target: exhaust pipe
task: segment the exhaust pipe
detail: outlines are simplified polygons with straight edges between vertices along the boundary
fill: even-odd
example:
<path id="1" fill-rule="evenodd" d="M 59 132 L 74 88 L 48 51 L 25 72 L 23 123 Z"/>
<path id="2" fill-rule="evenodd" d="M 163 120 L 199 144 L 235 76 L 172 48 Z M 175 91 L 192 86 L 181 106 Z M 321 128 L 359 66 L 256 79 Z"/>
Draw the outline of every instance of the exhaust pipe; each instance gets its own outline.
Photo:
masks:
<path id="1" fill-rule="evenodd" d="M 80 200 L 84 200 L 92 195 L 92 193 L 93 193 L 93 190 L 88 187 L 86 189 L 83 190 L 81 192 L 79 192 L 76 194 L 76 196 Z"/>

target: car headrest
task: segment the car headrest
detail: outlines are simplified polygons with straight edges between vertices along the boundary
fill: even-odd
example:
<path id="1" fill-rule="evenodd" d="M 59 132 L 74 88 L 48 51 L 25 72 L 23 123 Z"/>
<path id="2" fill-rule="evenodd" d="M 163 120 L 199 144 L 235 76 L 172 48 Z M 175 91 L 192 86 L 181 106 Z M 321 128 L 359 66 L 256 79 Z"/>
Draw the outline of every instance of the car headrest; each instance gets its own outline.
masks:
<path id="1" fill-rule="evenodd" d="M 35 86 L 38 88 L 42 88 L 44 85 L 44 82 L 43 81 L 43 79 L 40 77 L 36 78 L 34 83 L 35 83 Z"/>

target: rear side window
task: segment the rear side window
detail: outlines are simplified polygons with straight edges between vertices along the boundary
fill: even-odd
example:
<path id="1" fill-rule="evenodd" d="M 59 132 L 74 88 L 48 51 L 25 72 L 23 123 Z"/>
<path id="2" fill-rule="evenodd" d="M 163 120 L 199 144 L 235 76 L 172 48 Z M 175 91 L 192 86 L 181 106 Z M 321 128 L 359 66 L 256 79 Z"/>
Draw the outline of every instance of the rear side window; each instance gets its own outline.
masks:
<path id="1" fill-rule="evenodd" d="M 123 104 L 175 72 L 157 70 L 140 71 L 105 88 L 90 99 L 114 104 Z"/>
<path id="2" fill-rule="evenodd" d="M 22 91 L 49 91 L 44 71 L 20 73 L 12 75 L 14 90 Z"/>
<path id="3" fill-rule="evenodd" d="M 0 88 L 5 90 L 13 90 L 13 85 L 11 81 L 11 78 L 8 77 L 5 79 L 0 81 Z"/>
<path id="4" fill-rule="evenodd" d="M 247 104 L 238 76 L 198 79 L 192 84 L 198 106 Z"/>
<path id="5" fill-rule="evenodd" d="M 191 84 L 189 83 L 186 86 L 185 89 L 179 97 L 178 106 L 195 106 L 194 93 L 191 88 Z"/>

WHAT YOU ARE ASKED TO DO:
Render as a JSON list of strings, one string per line, every line from the one containing "target: rear side window" up to and including the last line of the items above, and omit any blank lines.

RESPONSE TO THIS EXERCISE:
[
  "target: rear side window",
  "task: segment the rear side window",
  "detail: outlines are simplified polygons with straight edges between vertices along the boundary",
  "fill: even-odd",
  "example:",
  "<path id=\"1\" fill-rule=\"evenodd\" d=\"M 59 132 L 74 88 L 48 51 L 25 72 L 23 123 Z\"/>",
  "<path id=\"2\" fill-rule=\"evenodd\" d=\"M 163 120 L 199 144 L 235 76 L 172 48 Z M 175 91 L 192 86 L 181 106 Z M 321 128 L 359 66 L 256 79 Z\"/>",
  "Draw the outline of every instance of the rear side window; each instance gets its own outline.",
  "masks:",
  "<path id=\"1\" fill-rule=\"evenodd\" d=\"M 123 104 L 175 72 L 157 70 L 140 71 L 105 88 L 90 99 L 114 104 Z\"/>",
  "<path id=\"2\" fill-rule=\"evenodd\" d=\"M 22 91 L 49 91 L 44 71 L 20 73 L 12 75 L 14 90 Z\"/>",
  "<path id=\"3\" fill-rule=\"evenodd\" d=\"M 0 88 L 5 90 L 13 90 L 13 85 L 11 81 L 11 78 L 8 77 L 5 79 L 0 81 Z\"/>",
  "<path id=\"4\" fill-rule=\"evenodd\" d=\"M 247 104 L 238 76 L 198 79 L 192 84 L 198 106 Z\"/>",
  "<path id=\"5\" fill-rule=\"evenodd\" d=\"M 191 84 L 189 83 L 186 86 L 185 89 L 179 97 L 178 106 L 195 106 L 194 93 L 191 88 Z\"/>"
]